Referring expression data
^^^^^^^^

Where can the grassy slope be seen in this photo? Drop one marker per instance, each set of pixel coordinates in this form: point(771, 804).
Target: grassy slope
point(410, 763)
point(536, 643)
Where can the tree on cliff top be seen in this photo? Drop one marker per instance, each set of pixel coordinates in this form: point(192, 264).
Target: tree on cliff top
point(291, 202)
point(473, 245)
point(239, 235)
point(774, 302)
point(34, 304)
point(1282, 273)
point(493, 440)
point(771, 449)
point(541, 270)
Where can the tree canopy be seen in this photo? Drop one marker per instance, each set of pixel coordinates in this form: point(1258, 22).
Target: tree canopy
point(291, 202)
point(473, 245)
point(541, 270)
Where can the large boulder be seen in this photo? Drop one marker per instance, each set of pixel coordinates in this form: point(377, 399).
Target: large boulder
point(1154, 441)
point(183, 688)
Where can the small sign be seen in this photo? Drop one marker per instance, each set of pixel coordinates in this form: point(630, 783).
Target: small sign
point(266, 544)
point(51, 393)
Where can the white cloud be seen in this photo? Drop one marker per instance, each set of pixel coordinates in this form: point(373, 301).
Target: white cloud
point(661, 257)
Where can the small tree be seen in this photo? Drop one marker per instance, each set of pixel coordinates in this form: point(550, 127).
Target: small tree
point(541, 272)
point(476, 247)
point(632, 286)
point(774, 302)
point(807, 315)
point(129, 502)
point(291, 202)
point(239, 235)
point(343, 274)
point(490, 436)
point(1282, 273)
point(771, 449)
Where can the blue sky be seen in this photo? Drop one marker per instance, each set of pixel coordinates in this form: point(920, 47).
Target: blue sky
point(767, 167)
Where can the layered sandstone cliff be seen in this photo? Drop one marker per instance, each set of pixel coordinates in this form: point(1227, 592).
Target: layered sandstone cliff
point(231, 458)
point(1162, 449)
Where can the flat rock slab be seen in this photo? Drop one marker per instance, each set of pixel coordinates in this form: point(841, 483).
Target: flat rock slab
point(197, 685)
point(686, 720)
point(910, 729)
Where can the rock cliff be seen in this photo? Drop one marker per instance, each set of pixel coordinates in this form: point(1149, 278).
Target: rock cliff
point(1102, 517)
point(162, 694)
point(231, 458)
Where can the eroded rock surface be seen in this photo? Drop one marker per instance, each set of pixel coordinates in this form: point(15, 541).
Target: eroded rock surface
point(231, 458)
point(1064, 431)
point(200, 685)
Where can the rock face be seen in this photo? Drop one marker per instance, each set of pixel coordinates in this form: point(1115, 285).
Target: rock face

^^^^^^^^

■ WORK ITEM
Look above for the line that contains "Where can the rock cliff". That line and every line after it through the end of the data must be written out exactly, with nothing else.

■ ANSWER AREA
Where can the rock cliff be seen in this photo? Drop one marker per instance, each set of pixel coordinates in this form: point(1149, 278).
Target: rock cliff
point(1102, 517)
point(162, 694)
point(231, 458)
Where can the eroded rock surface be seen in this photo? Drop one marker per instance, each set of pixel coordinates in this form: point(15, 541).
Target: eroded rock surface
point(231, 458)
point(1064, 431)
point(200, 685)
Where can the rock face be seen in this photo? Drop one marker per instance, each set of pixel coordinates in this form: point(1115, 285).
Target: rock face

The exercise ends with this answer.